Task to complete >>
Rewrite the data from the line containing "Phrase: khaki trousers" down through the end, changing "gravel" to "sand" and leaving everything else as it is.

begin Data listing

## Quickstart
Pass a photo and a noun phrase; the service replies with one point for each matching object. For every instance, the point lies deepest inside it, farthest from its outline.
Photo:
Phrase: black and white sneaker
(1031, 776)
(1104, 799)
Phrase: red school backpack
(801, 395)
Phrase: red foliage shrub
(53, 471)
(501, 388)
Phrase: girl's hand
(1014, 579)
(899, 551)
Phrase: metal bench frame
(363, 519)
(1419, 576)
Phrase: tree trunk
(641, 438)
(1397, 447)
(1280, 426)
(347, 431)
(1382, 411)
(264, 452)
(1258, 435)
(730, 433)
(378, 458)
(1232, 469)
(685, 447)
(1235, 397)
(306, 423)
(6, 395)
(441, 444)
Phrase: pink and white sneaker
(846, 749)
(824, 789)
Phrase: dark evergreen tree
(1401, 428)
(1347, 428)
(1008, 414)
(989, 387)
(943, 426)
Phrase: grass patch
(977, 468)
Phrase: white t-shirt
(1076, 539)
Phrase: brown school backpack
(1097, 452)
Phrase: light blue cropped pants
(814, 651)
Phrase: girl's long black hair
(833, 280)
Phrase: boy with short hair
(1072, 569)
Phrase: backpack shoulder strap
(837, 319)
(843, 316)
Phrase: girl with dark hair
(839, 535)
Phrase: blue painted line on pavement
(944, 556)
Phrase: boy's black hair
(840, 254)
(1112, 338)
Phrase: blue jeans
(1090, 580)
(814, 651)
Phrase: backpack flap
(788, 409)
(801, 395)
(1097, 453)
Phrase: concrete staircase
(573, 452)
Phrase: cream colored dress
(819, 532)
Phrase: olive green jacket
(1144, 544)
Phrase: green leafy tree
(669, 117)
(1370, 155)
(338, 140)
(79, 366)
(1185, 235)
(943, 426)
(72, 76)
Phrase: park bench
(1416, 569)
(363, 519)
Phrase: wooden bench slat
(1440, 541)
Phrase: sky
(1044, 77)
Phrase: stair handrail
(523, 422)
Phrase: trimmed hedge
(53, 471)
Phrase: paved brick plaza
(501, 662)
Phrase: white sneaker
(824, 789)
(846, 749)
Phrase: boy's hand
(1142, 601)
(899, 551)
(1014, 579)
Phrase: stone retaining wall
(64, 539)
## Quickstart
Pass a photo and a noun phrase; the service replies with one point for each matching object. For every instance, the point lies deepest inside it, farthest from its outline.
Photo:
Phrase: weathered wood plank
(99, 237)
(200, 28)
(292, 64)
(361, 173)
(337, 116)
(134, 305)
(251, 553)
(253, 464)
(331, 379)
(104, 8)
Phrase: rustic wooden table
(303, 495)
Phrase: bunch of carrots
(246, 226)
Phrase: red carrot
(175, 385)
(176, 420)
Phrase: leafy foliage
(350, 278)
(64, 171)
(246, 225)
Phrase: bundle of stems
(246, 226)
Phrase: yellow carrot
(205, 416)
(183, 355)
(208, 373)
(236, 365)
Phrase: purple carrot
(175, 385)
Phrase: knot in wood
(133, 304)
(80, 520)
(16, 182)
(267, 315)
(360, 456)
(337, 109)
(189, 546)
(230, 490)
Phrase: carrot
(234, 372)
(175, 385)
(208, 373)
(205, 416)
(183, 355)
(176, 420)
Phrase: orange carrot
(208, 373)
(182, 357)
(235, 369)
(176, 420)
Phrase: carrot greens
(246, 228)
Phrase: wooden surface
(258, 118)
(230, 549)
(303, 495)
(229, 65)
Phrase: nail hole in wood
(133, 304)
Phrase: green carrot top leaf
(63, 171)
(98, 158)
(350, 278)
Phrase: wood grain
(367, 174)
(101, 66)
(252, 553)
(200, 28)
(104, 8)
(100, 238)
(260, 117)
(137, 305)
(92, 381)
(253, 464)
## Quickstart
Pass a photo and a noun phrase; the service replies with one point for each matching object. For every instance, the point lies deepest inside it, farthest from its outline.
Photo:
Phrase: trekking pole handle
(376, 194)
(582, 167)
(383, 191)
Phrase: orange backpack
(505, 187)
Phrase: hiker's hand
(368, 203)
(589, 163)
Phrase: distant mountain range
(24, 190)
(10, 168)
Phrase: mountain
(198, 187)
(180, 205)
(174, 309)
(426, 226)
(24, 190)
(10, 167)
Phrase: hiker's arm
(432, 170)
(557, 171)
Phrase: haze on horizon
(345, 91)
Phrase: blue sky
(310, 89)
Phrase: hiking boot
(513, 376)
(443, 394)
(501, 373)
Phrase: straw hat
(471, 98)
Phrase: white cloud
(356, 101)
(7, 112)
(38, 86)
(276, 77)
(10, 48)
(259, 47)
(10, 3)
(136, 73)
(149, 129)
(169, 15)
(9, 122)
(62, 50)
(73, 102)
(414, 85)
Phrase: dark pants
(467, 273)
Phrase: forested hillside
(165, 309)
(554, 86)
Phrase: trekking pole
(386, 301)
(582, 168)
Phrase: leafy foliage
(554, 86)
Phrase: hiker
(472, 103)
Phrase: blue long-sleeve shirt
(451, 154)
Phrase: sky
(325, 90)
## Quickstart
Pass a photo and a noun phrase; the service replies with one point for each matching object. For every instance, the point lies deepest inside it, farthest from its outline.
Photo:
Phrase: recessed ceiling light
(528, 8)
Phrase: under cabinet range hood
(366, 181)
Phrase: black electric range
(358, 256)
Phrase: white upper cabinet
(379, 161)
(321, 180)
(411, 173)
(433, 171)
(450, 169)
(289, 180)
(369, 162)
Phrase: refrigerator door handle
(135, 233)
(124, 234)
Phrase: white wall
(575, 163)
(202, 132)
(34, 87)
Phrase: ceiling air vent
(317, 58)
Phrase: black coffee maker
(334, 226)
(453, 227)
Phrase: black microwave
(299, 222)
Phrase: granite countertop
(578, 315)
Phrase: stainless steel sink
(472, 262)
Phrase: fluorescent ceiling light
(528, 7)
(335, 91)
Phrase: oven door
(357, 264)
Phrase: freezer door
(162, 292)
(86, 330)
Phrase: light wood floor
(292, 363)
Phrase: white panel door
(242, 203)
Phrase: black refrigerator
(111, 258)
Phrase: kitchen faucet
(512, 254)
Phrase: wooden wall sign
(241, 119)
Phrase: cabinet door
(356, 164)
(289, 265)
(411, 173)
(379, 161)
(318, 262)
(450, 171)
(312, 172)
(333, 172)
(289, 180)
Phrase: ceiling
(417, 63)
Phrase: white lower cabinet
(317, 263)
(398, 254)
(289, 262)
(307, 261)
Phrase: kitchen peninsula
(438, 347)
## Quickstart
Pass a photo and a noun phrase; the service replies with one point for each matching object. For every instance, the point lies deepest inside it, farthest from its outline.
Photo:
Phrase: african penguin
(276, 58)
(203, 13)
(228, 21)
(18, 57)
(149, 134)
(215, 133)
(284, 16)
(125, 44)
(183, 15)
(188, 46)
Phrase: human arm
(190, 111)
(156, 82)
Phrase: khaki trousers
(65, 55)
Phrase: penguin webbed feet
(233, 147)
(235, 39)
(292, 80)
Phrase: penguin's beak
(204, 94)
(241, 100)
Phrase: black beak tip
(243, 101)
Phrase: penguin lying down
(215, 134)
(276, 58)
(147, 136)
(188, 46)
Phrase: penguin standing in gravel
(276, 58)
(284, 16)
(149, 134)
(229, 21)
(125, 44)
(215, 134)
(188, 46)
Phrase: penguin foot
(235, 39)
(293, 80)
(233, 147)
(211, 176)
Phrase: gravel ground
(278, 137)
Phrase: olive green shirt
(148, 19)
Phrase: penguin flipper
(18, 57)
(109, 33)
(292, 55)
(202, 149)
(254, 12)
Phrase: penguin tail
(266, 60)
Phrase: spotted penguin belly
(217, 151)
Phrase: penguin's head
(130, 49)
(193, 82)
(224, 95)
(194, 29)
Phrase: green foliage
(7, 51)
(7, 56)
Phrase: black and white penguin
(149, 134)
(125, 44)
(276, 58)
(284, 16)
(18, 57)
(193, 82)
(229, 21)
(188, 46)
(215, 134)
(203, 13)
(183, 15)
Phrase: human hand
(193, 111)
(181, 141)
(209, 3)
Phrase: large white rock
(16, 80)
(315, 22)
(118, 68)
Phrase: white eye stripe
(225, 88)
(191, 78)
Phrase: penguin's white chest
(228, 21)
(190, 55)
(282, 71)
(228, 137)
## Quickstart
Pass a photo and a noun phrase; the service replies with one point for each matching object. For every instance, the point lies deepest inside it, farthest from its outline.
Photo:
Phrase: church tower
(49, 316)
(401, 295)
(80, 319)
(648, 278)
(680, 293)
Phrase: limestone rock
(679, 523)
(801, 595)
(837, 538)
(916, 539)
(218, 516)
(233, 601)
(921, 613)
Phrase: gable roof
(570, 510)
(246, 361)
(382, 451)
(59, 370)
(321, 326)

end Data listing

Worked answer >>
Phrase: khaki trousers
(65, 55)
Phrase: penguin webbed feet
(233, 147)
(235, 39)
(292, 80)
Phrase: penguin's beak
(204, 94)
(241, 100)
Phrase: black beak tip
(243, 101)
Phrase: penguin lying down
(215, 134)
(276, 58)
(147, 136)
(188, 46)
Phrase: penguin standing in sand
(276, 58)
(284, 16)
(149, 134)
(229, 21)
(125, 44)
(215, 134)
(188, 46)
Phrase: penguin foot
(235, 39)
(293, 80)
(233, 147)
(211, 176)
Phrase: sand ground
(278, 137)
Phrase: olive green shirt
(148, 19)
Phrase: penguin flipper
(18, 57)
(109, 33)
(292, 55)
(202, 149)
(254, 12)
Phrase: penguin tail
(266, 60)
Phrase: spotted penguin belly
(217, 151)
Phrase: penguin's head
(130, 49)
(193, 82)
(224, 95)
(194, 29)
Phrase: green foliage
(7, 51)
(7, 56)
Phrase: black and white penguin
(149, 134)
(125, 44)
(276, 58)
(284, 16)
(18, 57)
(193, 82)
(229, 21)
(188, 46)
(215, 134)
(203, 13)
(183, 15)
Phrase: human hand
(193, 111)
(181, 141)
(209, 3)
Phrase: large white rock
(16, 80)
(315, 22)
(118, 68)
Phrase: white eye stripe
(225, 88)
(191, 78)
Phrase: penguin's white chest
(228, 21)
(190, 55)
(282, 71)
(228, 137)
## Quickstart
Pass a photo and a noun phrase; the service replies with one point for each matching object. For every instance, the point lies deepest inside it, farthest from its outline.
Photo:
Phrase: church tower
(49, 316)
(401, 295)
(80, 319)
(648, 278)
(680, 293)
Phrase: limestone rock
(679, 523)
(801, 595)
(837, 538)
(916, 539)
(218, 516)
(233, 601)
(921, 613)
Phrase: gable roof
(570, 510)
(246, 361)
(382, 451)
(59, 370)
(321, 326)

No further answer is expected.